* Task requirements:
Rewrite the records from the start through the line that contains "[[241, 637], [651, 775]]", requests included, and multiply every point coordinate in the answers by 0.95, rounding to whole numbers with halves rounded up. Leave the numbers in the requests unchanged, and give only those lines.

* Dataset records:
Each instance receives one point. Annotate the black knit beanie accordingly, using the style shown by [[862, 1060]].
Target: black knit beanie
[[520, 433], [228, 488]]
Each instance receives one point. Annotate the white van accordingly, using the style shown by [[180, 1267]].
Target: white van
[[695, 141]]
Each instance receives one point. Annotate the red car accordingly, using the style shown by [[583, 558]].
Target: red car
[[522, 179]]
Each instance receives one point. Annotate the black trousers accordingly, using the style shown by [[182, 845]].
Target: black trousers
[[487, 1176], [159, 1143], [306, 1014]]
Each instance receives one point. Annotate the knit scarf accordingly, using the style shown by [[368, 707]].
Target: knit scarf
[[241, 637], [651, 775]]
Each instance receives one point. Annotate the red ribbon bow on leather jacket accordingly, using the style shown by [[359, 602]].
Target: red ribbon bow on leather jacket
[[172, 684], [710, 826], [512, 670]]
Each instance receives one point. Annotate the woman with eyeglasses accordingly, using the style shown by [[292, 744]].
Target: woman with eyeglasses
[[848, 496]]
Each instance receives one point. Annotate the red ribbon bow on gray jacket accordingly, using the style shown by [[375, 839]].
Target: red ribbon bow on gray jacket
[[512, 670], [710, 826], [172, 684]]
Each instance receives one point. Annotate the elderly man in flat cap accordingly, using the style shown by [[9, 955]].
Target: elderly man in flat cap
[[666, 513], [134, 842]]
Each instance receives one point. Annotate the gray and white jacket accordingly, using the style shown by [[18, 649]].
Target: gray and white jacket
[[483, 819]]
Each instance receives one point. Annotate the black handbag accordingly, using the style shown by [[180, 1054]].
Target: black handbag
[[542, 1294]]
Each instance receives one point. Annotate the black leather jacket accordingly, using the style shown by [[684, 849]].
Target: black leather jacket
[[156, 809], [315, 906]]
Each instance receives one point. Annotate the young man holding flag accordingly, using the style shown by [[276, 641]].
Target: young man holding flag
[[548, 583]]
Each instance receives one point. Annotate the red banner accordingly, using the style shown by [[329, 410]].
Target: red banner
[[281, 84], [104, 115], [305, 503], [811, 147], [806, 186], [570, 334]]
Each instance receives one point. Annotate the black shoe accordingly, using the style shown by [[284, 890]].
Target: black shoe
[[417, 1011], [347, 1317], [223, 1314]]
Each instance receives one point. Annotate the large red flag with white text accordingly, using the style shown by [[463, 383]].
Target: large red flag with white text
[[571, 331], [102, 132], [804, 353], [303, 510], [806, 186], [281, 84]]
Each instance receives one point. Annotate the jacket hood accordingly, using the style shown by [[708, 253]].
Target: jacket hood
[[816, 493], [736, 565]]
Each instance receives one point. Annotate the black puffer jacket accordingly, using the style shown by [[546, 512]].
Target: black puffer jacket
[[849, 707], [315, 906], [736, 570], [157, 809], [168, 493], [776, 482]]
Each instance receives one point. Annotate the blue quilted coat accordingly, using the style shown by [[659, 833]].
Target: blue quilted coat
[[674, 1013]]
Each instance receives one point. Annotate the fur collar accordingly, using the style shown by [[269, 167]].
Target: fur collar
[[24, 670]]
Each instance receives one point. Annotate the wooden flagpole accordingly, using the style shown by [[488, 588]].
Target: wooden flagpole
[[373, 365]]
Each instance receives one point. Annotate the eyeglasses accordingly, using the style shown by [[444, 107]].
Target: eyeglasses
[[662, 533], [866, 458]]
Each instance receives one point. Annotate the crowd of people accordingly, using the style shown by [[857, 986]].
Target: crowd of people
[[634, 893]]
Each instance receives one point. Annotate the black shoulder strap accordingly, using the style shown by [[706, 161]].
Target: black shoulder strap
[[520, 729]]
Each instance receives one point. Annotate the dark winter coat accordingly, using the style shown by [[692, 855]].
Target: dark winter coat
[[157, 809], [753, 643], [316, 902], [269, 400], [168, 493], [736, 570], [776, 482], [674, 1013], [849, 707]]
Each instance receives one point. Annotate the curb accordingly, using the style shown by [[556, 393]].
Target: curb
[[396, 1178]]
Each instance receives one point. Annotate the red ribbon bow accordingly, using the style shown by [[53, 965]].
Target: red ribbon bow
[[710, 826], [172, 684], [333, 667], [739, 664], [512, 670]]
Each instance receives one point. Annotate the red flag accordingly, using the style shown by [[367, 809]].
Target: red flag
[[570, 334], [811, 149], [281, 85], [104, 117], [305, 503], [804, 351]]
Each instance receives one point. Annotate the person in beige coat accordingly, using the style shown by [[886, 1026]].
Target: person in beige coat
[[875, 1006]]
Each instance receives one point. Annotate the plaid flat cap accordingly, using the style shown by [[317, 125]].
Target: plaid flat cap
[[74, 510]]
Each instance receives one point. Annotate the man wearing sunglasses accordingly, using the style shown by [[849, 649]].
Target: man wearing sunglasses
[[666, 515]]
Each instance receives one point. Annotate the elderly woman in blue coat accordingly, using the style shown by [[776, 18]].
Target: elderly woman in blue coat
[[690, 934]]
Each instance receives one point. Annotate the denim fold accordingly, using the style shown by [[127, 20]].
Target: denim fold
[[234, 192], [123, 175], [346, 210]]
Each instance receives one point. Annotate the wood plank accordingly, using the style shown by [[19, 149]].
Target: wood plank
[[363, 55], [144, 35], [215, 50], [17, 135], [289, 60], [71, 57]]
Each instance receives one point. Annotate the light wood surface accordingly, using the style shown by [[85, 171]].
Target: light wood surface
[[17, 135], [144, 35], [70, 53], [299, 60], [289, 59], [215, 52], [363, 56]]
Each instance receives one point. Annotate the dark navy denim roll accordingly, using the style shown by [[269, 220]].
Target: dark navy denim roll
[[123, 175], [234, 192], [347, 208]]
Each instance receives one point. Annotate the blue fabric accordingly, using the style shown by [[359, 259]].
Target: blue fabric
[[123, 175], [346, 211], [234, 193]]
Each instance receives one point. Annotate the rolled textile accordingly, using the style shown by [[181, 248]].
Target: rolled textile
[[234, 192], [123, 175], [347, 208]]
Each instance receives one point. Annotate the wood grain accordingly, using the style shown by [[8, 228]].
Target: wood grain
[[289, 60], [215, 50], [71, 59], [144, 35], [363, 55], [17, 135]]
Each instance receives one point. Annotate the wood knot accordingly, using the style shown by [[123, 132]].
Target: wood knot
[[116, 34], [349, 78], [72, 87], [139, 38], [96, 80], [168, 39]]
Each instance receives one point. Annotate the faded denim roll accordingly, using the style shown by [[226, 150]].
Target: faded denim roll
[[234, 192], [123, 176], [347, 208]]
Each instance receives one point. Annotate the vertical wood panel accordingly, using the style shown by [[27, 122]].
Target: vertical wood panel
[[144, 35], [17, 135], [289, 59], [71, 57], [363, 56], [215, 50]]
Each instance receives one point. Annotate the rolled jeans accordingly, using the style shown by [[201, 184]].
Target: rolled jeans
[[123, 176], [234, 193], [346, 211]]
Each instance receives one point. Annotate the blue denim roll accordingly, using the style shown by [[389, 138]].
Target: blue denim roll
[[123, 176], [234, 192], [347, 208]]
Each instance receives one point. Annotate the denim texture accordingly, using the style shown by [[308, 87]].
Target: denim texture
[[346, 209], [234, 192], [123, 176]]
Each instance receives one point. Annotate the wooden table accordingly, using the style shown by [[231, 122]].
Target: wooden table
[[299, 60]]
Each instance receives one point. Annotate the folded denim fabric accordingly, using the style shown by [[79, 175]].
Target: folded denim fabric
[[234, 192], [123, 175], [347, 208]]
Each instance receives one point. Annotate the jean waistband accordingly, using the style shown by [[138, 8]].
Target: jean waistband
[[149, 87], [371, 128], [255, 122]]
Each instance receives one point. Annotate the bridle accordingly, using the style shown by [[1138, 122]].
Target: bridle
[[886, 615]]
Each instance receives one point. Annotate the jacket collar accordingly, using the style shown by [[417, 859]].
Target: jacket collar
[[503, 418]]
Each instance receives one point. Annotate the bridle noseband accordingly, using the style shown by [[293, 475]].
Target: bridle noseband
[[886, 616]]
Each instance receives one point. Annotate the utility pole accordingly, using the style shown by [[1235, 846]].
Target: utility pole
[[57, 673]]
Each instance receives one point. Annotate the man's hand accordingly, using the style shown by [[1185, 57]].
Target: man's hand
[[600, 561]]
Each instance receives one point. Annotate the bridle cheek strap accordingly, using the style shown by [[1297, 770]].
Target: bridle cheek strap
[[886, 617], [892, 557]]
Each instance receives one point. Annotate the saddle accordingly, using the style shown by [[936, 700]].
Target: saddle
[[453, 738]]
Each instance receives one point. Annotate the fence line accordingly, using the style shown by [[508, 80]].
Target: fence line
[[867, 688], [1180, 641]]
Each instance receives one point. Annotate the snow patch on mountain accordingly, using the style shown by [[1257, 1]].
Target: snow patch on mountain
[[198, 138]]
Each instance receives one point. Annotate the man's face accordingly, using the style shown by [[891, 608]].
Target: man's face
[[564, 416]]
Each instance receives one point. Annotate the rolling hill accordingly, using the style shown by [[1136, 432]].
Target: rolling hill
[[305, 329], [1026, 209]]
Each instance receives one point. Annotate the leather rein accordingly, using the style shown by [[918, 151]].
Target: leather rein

* Output of the task:
Each instance receives one point. Annotate the black knit beanie accordingly, using the style shown by [[862, 1060]].
Target: black knit beanie
[[494, 411], [217, 464]]
Each instance receives one point. Annotate the white van accordingly, using the style shown by [[180, 1267]].
Target: white van
[[660, 134]]
Each instance receives one point. Annotate the red car accordingly, using the style shown by [[583, 558]].
Target: red car
[[496, 170]]
Each instance receives one point. Annotate the black trousers accordingly, using the style shown by [[182, 845]].
Target: black trousers
[[463, 1117], [151, 1086], [291, 963]]
Each instance receives one point. Annotate the knit scarf accordingly, using the style shown by [[368, 707]].
Target: knit scarf
[[229, 605], [618, 736]]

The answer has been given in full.